WHAT THE EXERCISE ASKS: Reproduce every one of the records below verbatim, keeping each line and character unchanged.

** start DATA SUPPLIED **

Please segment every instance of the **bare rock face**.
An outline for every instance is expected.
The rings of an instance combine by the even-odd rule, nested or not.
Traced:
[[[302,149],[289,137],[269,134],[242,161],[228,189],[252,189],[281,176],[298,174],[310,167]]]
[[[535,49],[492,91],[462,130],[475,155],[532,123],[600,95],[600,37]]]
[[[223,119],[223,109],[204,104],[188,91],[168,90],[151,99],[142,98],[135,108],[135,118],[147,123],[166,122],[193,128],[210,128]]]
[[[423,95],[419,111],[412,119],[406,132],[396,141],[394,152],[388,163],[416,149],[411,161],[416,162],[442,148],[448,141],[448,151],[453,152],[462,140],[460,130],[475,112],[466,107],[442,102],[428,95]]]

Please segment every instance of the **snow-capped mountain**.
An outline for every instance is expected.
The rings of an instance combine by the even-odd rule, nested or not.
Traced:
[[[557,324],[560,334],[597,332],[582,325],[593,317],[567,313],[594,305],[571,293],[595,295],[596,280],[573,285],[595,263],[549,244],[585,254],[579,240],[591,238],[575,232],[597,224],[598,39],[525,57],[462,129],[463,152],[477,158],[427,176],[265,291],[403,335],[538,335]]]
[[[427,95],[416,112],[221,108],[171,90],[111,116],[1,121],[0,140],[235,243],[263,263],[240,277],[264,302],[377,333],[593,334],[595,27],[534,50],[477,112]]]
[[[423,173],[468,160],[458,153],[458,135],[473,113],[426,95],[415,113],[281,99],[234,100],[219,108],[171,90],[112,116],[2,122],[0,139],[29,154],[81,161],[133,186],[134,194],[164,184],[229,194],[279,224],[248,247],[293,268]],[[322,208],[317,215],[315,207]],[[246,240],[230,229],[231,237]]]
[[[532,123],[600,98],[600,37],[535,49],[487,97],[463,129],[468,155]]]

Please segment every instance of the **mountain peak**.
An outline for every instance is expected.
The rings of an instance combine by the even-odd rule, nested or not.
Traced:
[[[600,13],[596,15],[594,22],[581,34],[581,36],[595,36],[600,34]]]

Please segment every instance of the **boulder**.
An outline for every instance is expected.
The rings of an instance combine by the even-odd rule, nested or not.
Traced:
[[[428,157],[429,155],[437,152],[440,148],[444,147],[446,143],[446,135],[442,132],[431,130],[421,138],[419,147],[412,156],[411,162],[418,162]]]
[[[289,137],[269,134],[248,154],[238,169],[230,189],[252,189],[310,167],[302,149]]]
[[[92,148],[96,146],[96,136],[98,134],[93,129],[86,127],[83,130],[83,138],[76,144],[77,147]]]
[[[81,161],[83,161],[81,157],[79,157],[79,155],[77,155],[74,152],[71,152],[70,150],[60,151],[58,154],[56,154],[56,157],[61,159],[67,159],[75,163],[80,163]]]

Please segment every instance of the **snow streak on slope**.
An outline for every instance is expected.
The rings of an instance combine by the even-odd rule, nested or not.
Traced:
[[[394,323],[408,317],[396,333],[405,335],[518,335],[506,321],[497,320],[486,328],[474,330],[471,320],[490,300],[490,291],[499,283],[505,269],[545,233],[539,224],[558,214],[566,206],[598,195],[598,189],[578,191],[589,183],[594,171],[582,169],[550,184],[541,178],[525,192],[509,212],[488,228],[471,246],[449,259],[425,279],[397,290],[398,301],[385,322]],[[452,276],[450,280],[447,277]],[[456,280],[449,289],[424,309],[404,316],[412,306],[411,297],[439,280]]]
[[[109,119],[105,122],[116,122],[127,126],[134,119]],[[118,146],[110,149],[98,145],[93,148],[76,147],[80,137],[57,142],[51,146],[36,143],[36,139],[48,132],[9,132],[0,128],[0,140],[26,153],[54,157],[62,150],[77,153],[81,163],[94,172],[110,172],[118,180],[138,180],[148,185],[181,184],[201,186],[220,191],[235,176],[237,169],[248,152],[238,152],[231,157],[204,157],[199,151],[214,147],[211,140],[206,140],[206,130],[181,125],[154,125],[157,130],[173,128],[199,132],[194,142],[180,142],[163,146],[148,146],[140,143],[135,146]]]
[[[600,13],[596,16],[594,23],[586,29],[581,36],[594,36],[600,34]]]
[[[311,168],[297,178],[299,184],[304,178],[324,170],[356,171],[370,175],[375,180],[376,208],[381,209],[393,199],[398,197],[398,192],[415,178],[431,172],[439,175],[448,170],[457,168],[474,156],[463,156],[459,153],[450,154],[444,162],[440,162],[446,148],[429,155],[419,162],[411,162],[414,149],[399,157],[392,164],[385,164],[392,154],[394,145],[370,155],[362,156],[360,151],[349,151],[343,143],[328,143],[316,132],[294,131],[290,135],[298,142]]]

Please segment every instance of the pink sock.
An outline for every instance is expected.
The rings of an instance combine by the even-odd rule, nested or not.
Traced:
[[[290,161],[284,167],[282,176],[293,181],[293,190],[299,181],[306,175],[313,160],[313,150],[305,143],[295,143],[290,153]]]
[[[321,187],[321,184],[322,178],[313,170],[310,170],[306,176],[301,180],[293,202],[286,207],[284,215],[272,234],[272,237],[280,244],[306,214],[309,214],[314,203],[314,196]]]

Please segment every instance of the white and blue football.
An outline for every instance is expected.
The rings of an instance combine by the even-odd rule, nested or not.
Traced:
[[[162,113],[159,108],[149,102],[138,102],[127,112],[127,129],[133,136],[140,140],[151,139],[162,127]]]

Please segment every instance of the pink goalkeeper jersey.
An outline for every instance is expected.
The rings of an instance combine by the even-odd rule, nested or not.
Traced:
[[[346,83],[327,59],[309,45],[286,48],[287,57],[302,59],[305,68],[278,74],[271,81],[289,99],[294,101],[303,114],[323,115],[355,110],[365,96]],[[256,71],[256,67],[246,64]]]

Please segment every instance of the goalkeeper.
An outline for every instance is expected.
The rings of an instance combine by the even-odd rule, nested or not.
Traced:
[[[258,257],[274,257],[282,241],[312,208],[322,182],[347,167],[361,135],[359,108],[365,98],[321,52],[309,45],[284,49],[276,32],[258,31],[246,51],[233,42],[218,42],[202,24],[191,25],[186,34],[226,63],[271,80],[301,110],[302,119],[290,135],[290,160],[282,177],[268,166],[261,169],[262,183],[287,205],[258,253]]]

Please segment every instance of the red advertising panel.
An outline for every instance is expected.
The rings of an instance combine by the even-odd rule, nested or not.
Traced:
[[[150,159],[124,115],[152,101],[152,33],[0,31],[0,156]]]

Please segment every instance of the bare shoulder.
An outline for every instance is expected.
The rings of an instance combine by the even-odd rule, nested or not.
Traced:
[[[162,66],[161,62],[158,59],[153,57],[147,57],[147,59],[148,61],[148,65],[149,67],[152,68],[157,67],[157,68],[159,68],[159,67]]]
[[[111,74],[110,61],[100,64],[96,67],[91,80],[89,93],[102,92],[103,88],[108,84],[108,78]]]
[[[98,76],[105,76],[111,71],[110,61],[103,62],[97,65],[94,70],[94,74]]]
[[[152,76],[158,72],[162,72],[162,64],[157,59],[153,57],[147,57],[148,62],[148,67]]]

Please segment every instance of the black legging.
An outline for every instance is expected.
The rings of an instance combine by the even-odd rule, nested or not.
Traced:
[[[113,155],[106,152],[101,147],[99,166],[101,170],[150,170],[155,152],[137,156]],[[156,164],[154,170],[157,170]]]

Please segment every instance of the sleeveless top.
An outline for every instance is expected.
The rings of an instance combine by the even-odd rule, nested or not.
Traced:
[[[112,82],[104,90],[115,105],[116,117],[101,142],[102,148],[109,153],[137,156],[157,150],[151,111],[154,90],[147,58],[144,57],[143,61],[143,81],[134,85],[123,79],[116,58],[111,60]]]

** end DATA SUPPLIED **

SOLUTION TO THE EXERCISE:
Please segment every instance of the **bare rock face**.
An outline for every instance is expected.
The rings of an instance combine by the even-odd rule, nested or not.
Traced:
[[[302,149],[289,137],[269,134],[242,161],[228,189],[252,189],[281,176],[298,174],[310,167]]]
[[[535,49],[492,91],[462,130],[475,155],[532,123],[600,95],[600,37]]]
[[[223,119],[223,109],[204,104],[188,91],[168,90],[151,99],[142,98],[135,108],[135,118],[147,123],[166,122],[193,128],[210,128]]]
[[[423,95],[419,111],[412,119],[406,132],[396,141],[394,152],[388,163],[416,149],[411,161],[416,162],[442,148],[448,141],[448,151],[453,152],[462,140],[460,130],[475,112],[466,107],[442,102],[428,95]]]

Please segment every instance of the **snow-capped mountain**.
An outline for every instance is expected.
The rings of an instance combine by the even-odd rule, nested or not.
Traced:
[[[557,324],[560,334],[597,332],[582,325],[593,317],[567,313],[594,305],[571,293],[595,295],[596,280],[573,285],[595,263],[549,244],[585,254],[579,240],[591,238],[575,232],[597,224],[598,39],[525,57],[462,129],[463,152],[477,158],[427,176],[265,291],[403,335],[538,335]]]
[[[427,95],[416,112],[221,108],[171,90],[111,116],[1,121],[0,140],[235,243],[263,263],[240,277],[264,302],[377,333],[593,334],[595,27],[534,50],[477,112]]]
[[[423,173],[468,160],[458,153],[458,135],[473,113],[426,95],[415,113],[281,99],[234,100],[219,108],[171,90],[112,116],[2,122],[0,139],[29,154],[81,161],[133,186],[134,194],[164,184],[229,194],[279,224],[248,247],[293,268]],[[322,208],[317,215],[315,207]],[[246,240],[230,229],[231,237]]]
[[[532,123],[600,98],[600,37],[535,49],[487,97],[463,129],[468,155]]]

Please segment every instance of the **mountain peak**.
An outline for every instance is expected.
The rings of an instance combine by the even-odd rule, nested or not.
Traced:
[[[600,13],[596,15],[594,22],[581,34],[581,36],[595,36],[600,34]]]

Please segment every instance of the **boulder**.
An outline for every instance is expected.
The rings of an instance combine by the even-odd rule, nested or not.
Traced:
[[[428,157],[429,155],[437,152],[440,148],[444,147],[446,143],[446,135],[442,132],[431,130],[421,138],[419,147],[412,156],[411,162],[418,162]]]
[[[289,137],[269,134],[248,154],[238,169],[230,189],[252,189],[310,167],[302,149]]]
[[[92,148],[96,146],[96,136],[98,134],[93,129],[86,127],[83,130],[83,138],[76,144],[77,147]]]
[[[81,161],[83,161],[81,157],[79,157],[79,155],[77,155],[74,152],[71,152],[70,150],[60,151],[58,154],[56,154],[56,157],[61,159],[67,159],[75,163],[80,163]]]

Please segment every instance of the **snow streak on slope**.
An outline for every instance is expected.
The rings of an instance combine by the even-odd rule, nested or not.
Traced:
[[[394,323],[408,317],[396,333],[405,335],[518,335],[506,321],[497,320],[486,328],[474,330],[471,320],[490,300],[490,291],[499,283],[505,269],[545,233],[539,224],[558,214],[566,206],[598,195],[598,189],[578,191],[589,183],[594,171],[582,169],[550,184],[541,178],[525,192],[509,212],[488,228],[471,246],[449,259],[425,279],[397,290],[398,301],[385,322]],[[452,276],[450,280],[447,277]],[[456,280],[449,289],[424,309],[404,316],[412,306],[411,297],[439,280]]]
[[[109,119],[105,122],[116,122],[127,126],[134,119]],[[118,146],[110,149],[98,145],[93,148],[76,147],[80,137],[57,142],[51,146],[36,143],[36,139],[48,132],[9,132],[0,128],[0,140],[26,153],[54,157],[62,150],[77,153],[81,163],[94,172],[110,172],[118,180],[138,180],[148,185],[181,184],[201,186],[220,191],[235,176],[237,169],[248,152],[238,152],[231,157],[204,157],[199,151],[214,147],[211,140],[206,140],[206,130],[181,125],[154,125],[157,130],[173,128],[199,132],[194,142],[180,142],[163,146],[148,146],[140,143],[135,146]]]
[[[600,13],[596,16],[594,23],[586,29],[581,36],[594,36],[600,34]]]
[[[311,168],[297,178],[299,184],[304,178],[324,170],[356,171],[370,175],[375,180],[376,208],[381,209],[393,199],[398,197],[398,192],[415,178],[431,172],[439,175],[448,170],[457,168],[474,156],[463,156],[459,153],[450,154],[444,162],[440,162],[446,148],[429,155],[419,162],[411,162],[414,149],[399,157],[392,164],[385,164],[392,154],[394,145],[370,155],[362,156],[360,151],[349,151],[343,143],[328,143],[316,132],[294,131],[290,135],[298,142]]]

Please segment every instance of the pink sock.
An outline for every instance is expected.
The rings of an instance combine by the even-odd rule, nested or not.
Traced:
[[[290,161],[284,167],[282,176],[293,181],[293,190],[299,181],[306,175],[313,160],[313,150],[305,143],[295,143],[290,153]]]
[[[321,187],[321,184],[322,178],[313,170],[310,170],[306,176],[301,180],[293,202],[286,207],[284,215],[272,234],[272,237],[280,244],[306,214],[309,214],[314,203],[314,196]]]

Please segment every instance of the white and blue football.
An outline for every instance is expected.
The rings of an instance combine by the even-odd rule, nested or not.
Traced:
[[[162,113],[159,108],[149,102],[138,102],[127,112],[127,129],[133,136],[140,140],[151,139],[162,127]]]

Please segment every instance of the pink goalkeeper jersey.
An outline for every instance is expected.
The rings of an instance combine by the even-odd rule, nested or not.
Traced:
[[[346,83],[327,59],[309,45],[286,48],[287,57],[302,59],[305,68],[278,74],[271,81],[289,99],[294,101],[303,114],[323,115],[355,110],[365,96]],[[256,71],[256,67],[246,64]]]

Please segment every instance of the goalkeeper.
An outline for every instance is expected.
The rings of an instance combine by the even-odd rule, nested or not.
Traced:
[[[258,257],[274,257],[282,241],[312,208],[322,182],[347,167],[361,135],[359,108],[365,98],[321,52],[309,45],[284,49],[276,32],[258,31],[246,51],[233,42],[218,42],[202,24],[191,25],[186,34],[226,63],[271,80],[301,110],[302,119],[290,135],[290,160],[282,177],[268,166],[261,169],[262,183],[287,205],[258,253]]]

Please segment every instance of the red advertising panel.
An outline for every instance is expected.
The rings of an instance combine by the even-odd rule, nested or not.
Traced:
[[[150,159],[124,115],[152,101],[152,33],[0,31],[0,156]]]

Please segment every instance of the bare shoulder.
An outline for every instance is expected.
The rings of an instance combine by the even-odd rule, nested or not.
Traced:
[[[162,66],[161,62],[158,59],[153,57],[147,57],[147,59],[148,61],[148,65],[149,67],[152,68],[157,67],[157,68],[159,68],[159,67]]]
[[[111,74],[110,61],[100,64],[96,67],[91,80],[89,93],[102,92],[103,88],[108,84],[108,78]]]
[[[98,76],[105,76],[111,71],[110,61],[103,62],[97,65],[94,70],[94,74]]]
[[[152,76],[158,72],[162,72],[162,64],[157,59],[153,57],[147,57],[148,62],[148,67]]]

Please segment every instance of the black legging.
An outline for every instance is expected.
The rings of an instance combine by the even-odd rule, nested or not.
Traced:
[[[113,155],[106,152],[101,147],[99,166],[101,170],[150,170],[155,152],[137,156]],[[156,164],[154,170],[157,170]]]

Please segment every instance of the sleeveless top.
An outline for every instance is expected.
The rings of an instance combine by the even-odd rule, nested or not.
Traced:
[[[112,82],[104,90],[115,105],[116,117],[101,142],[102,148],[109,153],[137,156],[157,150],[151,111],[154,90],[147,58],[144,57],[143,61],[143,81],[134,85],[123,79],[116,58],[111,60]]]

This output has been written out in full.